[BEGIN EXERCISE MATERIAL]
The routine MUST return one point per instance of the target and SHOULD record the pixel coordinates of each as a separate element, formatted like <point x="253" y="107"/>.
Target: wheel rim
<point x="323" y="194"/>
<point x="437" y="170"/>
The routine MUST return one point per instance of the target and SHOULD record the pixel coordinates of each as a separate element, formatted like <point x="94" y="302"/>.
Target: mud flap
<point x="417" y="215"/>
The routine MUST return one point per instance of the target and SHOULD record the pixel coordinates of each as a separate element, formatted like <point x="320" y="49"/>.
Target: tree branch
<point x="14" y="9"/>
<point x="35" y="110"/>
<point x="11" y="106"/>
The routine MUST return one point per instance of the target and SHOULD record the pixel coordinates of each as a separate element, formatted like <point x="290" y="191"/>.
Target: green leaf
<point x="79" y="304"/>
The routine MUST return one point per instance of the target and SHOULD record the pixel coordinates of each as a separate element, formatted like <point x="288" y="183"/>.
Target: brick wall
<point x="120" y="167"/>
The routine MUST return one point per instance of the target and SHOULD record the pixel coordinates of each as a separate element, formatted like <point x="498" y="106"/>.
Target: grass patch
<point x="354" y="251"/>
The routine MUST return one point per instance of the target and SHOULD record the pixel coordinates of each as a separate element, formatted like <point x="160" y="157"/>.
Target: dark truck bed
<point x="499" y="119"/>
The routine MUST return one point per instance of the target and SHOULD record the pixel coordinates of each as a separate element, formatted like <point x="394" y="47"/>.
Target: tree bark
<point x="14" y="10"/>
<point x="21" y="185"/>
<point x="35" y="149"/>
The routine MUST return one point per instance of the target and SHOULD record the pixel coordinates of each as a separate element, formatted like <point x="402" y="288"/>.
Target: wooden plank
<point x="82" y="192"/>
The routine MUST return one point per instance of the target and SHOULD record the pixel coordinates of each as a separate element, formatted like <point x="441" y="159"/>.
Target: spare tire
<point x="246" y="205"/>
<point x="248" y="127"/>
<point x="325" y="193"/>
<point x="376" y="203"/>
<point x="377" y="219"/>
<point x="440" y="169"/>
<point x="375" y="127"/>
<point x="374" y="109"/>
[END EXERCISE MATERIAL]
• _EXERCISE DETAILS_
Retype every record above exactly as it appears.

• _RESPONSE TO THIS EXERCISE_
The routine MUST return one point per instance of the target and SHOULD record the pixel coordinates of each as a separate element, formatted like <point x="253" y="107"/>.
Target: wheel rim
<point x="323" y="194"/>
<point x="437" y="170"/>
The routine MUST return one point per instance of the target and SHOULD record the pixel coordinates of each as a separate element, formatted like <point x="94" y="302"/>.
Target: mud flap
<point x="417" y="215"/>
The routine MUST return one point per instance of the target and SHOULD record the pixel coordinates of each as a separate element, formatted like <point x="320" y="49"/>.
Target: tree branch
<point x="14" y="9"/>
<point x="35" y="110"/>
<point x="11" y="106"/>
The routine MUST return one point per instance of the target and SHOULD record the pixel coordinates of each as a separate element, formatted like <point x="290" y="191"/>.
Target: green leaf
<point x="79" y="304"/>
The routine MUST return one point per instance of the target and SHOULD record the pixel coordinates of each as a separate element, formatted like <point x="288" y="183"/>.
Target: brick wall
<point x="120" y="167"/>
The routine MUST return one point per instance of the target and SHOULD record the pixel coordinates of each as a separate element, formatted like <point x="498" y="106"/>.
Target: grass patch
<point x="354" y="251"/>
The routine MUST return one point per instance of the target and SHOULD record the pixel coordinates of each as a separate element, formatted like <point x="160" y="157"/>.
Target: dark truck bed
<point x="499" y="119"/>
The routine MUST return one point per instance of the target and SHOULD record the pixel coordinates of each as a separate element, formatted like <point x="394" y="47"/>.
Target: tree bark
<point x="14" y="10"/>
<point x="21" y="185"/>
<point x="35" y="149"/>
The routine MUST return one point per instance of the target and SHOULD record the pixel coordinates of each as a separate element, formatted like <point x="402" y="288"/>.
Target: wooden plank
<point x="82" y="192"/>
The routine MUST return one point per instance of the target and SHOULD record the pixel coordinates of each as a separate element, formatted like <point x="441" y="159"/>.
Target: spare tire
<point x="246" y="205"/>
<point x="248" y="127"/>
<point x="325" y="193"/>
<point x="376" y="203"/>
<point x="377" y="219"/>
<point x="440" y="169"/>
<point x="375" y="127"/>
<point x="374" y="109"/>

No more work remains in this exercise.